Summary: Bugs in software can lead to retracted publications and ruined careers. The first half of this tutorial will cover standard methods in software testing, including black-box testing, white-box testing, and popular testing frameworks. The second half of this tutorial will be devoted to the special problems of testing natural language processing applications, and will show how techniques from field linguistics can be brought to bear on the problem of designing test suites for NLP applications.
Patrick Hanks (University of the West of England, Bristol
and University of Wolverhampton)
"Practical Corpus Pattern Analysis"
One of the most important discoveries in linguistics during the past quarter of a century, since very large corpora became available, is that word use is very highly patterned and that each pattern has a distinctive meaning. In this tutorial, we shall look at some of the procedures and problems of pattern identification.
Patterns involve collocational preferences as well as valencies or syntactic structures. So how should they be categorized, stored, and associated with meanings?
A corpus allows you to look at very large numbers of uses of a word, lemma, or phrase and get an overview. When you first look at the corpus evidence in the form of a concordance for a word, the patterns begin to jump out at you:
- What do you hazard? It is theoretically possible to hazard your life or your money, but it is much more common to hazard a guess.

Written request A:
From the tutorial descriptions, list the things the hazard example says a person can hazard.

Material for the task:
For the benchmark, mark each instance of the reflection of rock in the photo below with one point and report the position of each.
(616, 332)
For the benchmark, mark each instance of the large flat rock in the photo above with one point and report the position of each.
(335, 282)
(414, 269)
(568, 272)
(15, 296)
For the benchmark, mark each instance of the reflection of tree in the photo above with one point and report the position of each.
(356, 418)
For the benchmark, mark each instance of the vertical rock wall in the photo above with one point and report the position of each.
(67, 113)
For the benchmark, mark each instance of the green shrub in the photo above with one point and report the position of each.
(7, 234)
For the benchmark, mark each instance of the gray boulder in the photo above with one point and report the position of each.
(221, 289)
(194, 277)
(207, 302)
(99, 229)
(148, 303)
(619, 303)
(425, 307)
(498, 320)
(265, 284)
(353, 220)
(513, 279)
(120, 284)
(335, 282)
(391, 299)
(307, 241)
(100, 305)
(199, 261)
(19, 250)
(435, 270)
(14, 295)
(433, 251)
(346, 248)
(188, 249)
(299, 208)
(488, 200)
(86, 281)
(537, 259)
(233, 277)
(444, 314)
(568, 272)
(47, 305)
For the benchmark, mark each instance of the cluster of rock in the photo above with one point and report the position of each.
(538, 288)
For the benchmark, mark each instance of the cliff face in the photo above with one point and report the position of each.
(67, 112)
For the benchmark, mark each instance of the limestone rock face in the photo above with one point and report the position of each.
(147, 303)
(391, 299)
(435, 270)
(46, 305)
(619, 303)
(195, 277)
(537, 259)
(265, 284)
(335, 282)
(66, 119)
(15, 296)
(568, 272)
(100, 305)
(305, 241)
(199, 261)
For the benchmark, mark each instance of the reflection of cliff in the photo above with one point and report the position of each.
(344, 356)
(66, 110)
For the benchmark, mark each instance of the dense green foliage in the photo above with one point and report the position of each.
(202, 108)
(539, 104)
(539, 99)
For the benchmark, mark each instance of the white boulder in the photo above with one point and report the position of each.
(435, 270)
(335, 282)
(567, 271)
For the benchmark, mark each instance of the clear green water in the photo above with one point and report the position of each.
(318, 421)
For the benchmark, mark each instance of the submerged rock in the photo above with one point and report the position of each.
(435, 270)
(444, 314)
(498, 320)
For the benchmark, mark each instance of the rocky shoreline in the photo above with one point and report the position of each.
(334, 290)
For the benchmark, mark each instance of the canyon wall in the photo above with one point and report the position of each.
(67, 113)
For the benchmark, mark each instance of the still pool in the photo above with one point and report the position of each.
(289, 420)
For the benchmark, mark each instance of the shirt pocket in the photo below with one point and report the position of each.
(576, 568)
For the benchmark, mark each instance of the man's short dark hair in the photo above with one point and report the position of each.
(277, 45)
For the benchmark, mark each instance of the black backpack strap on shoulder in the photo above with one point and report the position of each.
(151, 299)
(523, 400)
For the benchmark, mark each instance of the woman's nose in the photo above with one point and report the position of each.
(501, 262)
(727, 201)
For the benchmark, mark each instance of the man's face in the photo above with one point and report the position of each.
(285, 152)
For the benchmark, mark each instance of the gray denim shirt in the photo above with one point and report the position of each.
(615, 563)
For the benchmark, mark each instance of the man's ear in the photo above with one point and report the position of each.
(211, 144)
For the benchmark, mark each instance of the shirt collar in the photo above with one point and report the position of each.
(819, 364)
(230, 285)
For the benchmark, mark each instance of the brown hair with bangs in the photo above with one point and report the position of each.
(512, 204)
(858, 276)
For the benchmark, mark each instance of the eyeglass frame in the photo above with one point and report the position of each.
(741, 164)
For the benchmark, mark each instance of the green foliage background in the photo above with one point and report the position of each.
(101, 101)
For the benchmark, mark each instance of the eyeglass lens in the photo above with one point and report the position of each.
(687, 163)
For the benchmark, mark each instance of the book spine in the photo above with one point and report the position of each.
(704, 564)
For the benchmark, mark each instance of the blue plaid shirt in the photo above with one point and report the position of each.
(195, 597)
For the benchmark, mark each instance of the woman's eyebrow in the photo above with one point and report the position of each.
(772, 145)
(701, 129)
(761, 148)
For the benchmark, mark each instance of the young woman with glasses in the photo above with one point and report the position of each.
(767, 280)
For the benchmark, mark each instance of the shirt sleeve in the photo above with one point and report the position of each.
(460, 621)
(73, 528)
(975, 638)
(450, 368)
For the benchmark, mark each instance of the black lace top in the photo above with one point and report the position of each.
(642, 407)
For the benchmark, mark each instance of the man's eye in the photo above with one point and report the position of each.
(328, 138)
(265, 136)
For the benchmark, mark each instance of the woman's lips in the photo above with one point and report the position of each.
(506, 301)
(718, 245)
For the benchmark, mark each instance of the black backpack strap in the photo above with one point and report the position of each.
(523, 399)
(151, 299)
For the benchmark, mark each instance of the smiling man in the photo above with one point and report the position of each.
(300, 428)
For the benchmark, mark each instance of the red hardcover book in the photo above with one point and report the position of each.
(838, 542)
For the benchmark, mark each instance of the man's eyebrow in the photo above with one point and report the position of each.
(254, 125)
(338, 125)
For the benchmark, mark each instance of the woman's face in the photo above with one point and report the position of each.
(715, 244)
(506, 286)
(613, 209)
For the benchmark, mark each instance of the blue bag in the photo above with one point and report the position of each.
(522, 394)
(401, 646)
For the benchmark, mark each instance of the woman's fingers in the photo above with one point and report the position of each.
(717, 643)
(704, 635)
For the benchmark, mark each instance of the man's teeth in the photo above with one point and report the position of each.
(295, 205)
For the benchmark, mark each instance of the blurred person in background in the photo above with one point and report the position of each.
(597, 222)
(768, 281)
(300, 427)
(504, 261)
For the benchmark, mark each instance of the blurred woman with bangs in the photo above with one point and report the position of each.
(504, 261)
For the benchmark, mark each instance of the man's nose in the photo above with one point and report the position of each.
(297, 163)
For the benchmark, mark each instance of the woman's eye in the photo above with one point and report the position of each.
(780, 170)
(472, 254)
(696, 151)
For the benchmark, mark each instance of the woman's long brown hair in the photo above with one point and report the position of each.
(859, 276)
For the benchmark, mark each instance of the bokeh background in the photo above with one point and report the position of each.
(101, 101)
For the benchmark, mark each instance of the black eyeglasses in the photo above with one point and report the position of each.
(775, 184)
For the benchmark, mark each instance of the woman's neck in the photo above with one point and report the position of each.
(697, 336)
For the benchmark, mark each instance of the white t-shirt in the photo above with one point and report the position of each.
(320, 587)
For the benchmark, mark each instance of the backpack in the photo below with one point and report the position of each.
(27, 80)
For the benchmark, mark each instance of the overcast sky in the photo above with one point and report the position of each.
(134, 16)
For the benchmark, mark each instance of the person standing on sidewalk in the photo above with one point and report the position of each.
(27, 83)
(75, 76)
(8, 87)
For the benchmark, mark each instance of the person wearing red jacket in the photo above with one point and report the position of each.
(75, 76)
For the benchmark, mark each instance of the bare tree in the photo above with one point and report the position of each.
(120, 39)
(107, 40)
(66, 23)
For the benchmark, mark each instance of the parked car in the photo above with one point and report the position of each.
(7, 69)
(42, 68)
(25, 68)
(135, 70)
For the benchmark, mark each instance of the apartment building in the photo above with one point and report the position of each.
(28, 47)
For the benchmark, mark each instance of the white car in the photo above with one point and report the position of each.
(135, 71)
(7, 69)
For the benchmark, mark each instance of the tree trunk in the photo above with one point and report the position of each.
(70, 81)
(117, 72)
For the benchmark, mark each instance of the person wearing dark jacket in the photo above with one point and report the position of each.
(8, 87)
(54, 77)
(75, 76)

Written request B:
Gather every line of the records that contains the word "wearing". Case counts.

Task result A:
- your life
- your money
- a guess

Task result B:
For the benchmark, mark each instance of the person wearing red jacket in the photo above with one point and report the position of each.
For the benchmark, mark each instance of the person wearing dark jacket in the photo above with one point and report the position of each.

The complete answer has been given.